Items from a dataset:
◆ ◆ ◆ ◆ ◆ ◆ ◆
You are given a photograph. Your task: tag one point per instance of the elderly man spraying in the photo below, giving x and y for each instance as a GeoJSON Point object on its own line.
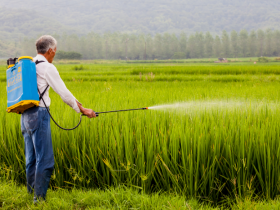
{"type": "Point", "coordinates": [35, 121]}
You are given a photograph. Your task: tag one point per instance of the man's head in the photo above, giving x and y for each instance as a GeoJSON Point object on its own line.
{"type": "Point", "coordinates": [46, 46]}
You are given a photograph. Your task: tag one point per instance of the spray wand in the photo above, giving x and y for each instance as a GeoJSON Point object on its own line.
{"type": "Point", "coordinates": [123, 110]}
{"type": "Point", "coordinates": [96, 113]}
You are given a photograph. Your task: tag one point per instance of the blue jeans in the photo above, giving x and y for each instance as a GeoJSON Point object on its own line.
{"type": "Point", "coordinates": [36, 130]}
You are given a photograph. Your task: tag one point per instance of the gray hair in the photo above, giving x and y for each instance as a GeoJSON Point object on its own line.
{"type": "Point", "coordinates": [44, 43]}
◆ ◆ ◆ ◆ ◆ ◆ ◆
» **Task instructions**: Can you output every item above word for word, leaving out the picture?

» **Response to the exercise**:
You are given a photograph. Your task: tag one point per instance of the elderly man spraying in the photo below, giving x and y for each instance as a GeoJSON Point object on its own line.
{"type": "Point", "coordinates": [35, 121]}
You are given a photograph. Your task: tag one point per instance of the man's head in the photo above, giving x and y for each instance as a GeoJSON Point object on its own line.
{"type": "Point", "coordinates": [46, 46]}
You are given a photograph. Your task: tag one point per instance of the spray wand in the photo above, giving x and y for each instance as a GeoJSON Point object on its own line.
{"type": "Point", "coordinates": [123, 110]}
{"type": "Point", "coordinates": [96, 113]}
You are given a photograph. Your task: tag one point per instance of the blue jeans in the photo above, giving x and y for each instance as a GeoJSON Point object on its own line.
{"type": "Point", "coordinates": [36, 130]}
You are given a photograph. Your task: tag one point per instance of the gray hair in the photo above, giving x and y for each instance as a GeoJSON Point object on its own line.
{"type": "Point", "coordinates": [44, 43]}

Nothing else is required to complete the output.